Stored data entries
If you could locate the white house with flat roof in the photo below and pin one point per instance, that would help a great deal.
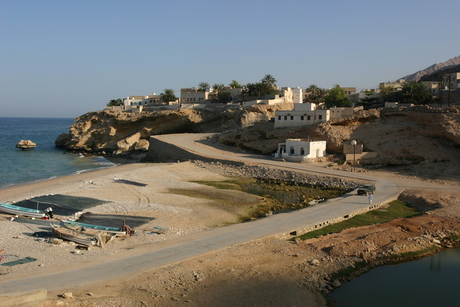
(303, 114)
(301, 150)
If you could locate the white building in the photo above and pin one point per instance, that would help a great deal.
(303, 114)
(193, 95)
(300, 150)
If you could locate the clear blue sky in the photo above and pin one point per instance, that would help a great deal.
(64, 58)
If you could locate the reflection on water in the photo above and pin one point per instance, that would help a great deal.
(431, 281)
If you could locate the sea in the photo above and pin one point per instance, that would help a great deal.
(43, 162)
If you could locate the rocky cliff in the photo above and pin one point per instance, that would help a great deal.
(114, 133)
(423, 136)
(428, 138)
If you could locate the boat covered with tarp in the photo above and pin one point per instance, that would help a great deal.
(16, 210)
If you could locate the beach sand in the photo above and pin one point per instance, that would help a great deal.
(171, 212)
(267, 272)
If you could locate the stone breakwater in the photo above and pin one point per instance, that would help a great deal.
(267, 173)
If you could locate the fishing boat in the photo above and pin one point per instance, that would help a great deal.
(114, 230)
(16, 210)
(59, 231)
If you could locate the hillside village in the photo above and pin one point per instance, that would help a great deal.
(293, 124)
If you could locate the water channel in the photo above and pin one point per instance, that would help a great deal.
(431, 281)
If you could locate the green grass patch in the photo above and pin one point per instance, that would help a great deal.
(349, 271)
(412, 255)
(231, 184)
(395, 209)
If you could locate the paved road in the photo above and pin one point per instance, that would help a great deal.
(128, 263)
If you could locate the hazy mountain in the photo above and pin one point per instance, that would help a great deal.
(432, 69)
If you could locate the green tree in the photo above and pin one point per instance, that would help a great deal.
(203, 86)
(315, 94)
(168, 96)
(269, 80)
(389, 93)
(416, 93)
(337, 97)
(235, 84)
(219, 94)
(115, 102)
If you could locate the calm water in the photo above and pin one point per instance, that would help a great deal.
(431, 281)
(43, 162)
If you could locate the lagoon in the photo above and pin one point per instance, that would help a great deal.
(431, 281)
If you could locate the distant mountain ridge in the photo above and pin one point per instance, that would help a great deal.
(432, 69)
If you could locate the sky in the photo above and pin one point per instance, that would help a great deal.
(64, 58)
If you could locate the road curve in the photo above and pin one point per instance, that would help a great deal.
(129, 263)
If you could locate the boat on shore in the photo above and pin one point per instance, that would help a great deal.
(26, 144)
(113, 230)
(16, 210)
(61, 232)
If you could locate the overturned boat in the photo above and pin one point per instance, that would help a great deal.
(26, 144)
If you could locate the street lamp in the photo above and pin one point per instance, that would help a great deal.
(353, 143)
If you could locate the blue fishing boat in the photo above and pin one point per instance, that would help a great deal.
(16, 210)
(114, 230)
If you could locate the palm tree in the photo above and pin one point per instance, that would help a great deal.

▶ [Brief]:
Each line from the one containing "If you could locate the blue" to the end of the records should be echoed exactly, and no other line.

▶ [Exercise solution]:
If you could locate the blue fishing boat in the photo above and pin one point per instance, that would help a great deal.
(16, 210)
(114, 230)
If you could locate the palm tree in the photo above and pin one point per instance, that would help a great deal.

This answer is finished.